Revolving credit facility
Titan International’s $100 million revolving credit facility (“credit facility”) with agent Bank of America, N.A. has a January 2014 termination date and is collateralized by the accounts receivable and inventory of Titan International and certain of its domestic subsidiaries. During the first six months of 2012 and at 30 June 2012, there were no borrowings under the credit facility. The credit facility contains certain financial covenants, restrictions and other customary affirmative and negative covenants. Titan International is in compliance with these covenants and restrictions as of 30 June 2012.
Other debt
Brazil Term Loan
In May 2011, Titan International entered into a two-year, unsecured $10.0 million Term Loan with Bank of America, N.A. (BoA Term Loan) to provide working capital for the Sao Paulo, Brazil manufacturing facility. Borrowings under the BoA Term Loan bear interest at a rate equal to LIBOR plus 200 basis points. The BoA Term Loan shall be a minimum of $5.0 million with the option for an additional $5.0 million loan for a maximum of $10.0 million. The BoA Term Loan is due May 2013. Titan International entered into an interest rate swap agreement and cross currency swap transaction with Bank of America Merrill Lynch Banco Multiplo S.A. that is designed to convert the outstanding $5.0 million US Dollar based LIBOR loan to a Brazilian Real based CDI loan. See Note 10 for additional information. As of 30 June 2012, Titan International had $5.0 million outstanding on this loan and the interest rate including the effect of the swap agreement was approximately 11 per cent.
Brazil Revolving Line of Credit
Titan International’s wholly-owned Brazilian subsidiary, Titan Pneus Do Brasil Ltda (“Titan Brazil”), has a revolving line of credit (Brazil line of credit) established with Bank of America Merrill Lynch Banco Multiplo S.A. in May 2011. Titan Brazil could borrow up to 16.0 million Brazilian Reais, which equates to approximately $7.9 million dollars as of 30 June 2012, for working capital purposes. Under the terms of the Brazil line of credit, borrowings, if any, bear interest at a rate of LIBOR plus 247 basis points. At 30 June 2012 there were no borrowings outstanding on this line of credit.
Brazil Other Debt
Titan Brazil has working capital loans for the Sao Paulo, Brazil manufacturing facility totaling $2.6 million at 30 June 2012.
10. DERIVATIVE FINANCIAL INSTRUMENTS
Titan International uses financial derivatives to mitigate its exposure to volatility in the interest rate and foreign currency exchange rate in Brazil. Titan International uses these derivate instruments to hedge exposure in the ordinary course of business and does not invest in derivative instruments for speculative purposes. In order to reduce interest rate and foreign currency risk on the BoA Term Loan, Titan International entered into an interest rate swap agreement and cross currency swap transactions with Bank of America Merrill Lynch Banco Multiplo S.A. that are designed to convert the outstanding $5.0 million US Dollar based LIBOR loan to a Brazilian Real based CDI loan and convert $2.5 million of US Dollar based LIBOR working capital loans to Brazilian Real based CDI loans. Titan International has not designated these agreements as hedging instruments. Changes in the fair value of the cross currency swap are recorded in other income (expense) and changes in the fair value of the interest rate swap agreement are recorded as interest expense (or gain as an offset to interest expense). For the three months ended 30 June 2012, Titan International recorded $0.0 million of other income and $0.2 million of interest expense


109


related to these derivatives. For the six months ended 30 June 2012, Titan International recorded $0.1 million of other income and $0.2 million of interest expense related to these derivatives.

DIRECTIVES:
1 > In the Titan International financial note, rewrite the paragraph beginning "Titan International’s wholly-owned Brazilian subsidiary" as a short bulleted list that keeps its main facts.
2 > List every heading that appears in the Titan International financial note.
3 > Extend the Titan International financial note, picking up directly after its final sentence.

DATA LINES:
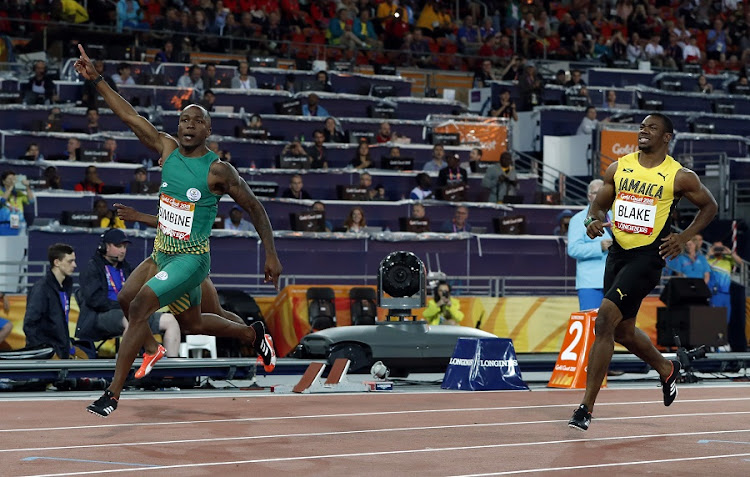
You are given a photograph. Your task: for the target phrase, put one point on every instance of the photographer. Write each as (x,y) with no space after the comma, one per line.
(443,310)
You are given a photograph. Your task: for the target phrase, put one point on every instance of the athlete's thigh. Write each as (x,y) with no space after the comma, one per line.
(142,273)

SET OF ANSWERS:
1 >
- Borrower: Titan Pneus Do Brasil Ltda ("Titan Brazil"), Titan International's wholly-owned Brazilian subsidiary
- Lender: Bank of America Merrill Lynch Banco Multiplo S.A.
- Established: May 2011
- Limit: up to 16.0 million Brazilian Reais, about $7.9 million as of 30 June 2012
- Purpose: working capital
- Interest: LIBOR plus 247 basis points on any borrowings
- Status at 30 June 2012: no borrowings outstanding

2 >
- Revolving credit facility
- Other debt
- Brazil Term Loan
- Brazil Revolving Line of Credit
- Brazil Other Debt
- 10. DERIVATIVE FINANCIAL INSTRUMENTS

3 >
11.LEASE COMMITMENTS
Titan International leases certain buildings and equipment under operating leases. Certain lease agreements provide for renewal options, fair value purchase options, and payment of property taxes, maintenance and insurance by Titan International.
At 30 June 2012, future minimum rental commitments under noncancellable operating leases with initial or remaining terms of at least one year were as follows (amounts in thousands):
1 July –31 December 2012    $363
2013    521
2014    419
Thereafter    111
Total future minimum lease payments    $1,414
12.EMPLOYEE BENEFIT PLANS
Titan International has three frozen defined benefit pension plans and one defined benefit plan that previously purchased a final annuity settlement. Titan International also sponsors four 401(k) retirement savings plans. Titan International contributed approximately $1.1 million and $1.7 million to the frozen defined pension plans during the three and six months ended 30 June 2012, respectively, and expects to contribute approximately $4.9 million to the frozen pension plans during the remainder of 2012.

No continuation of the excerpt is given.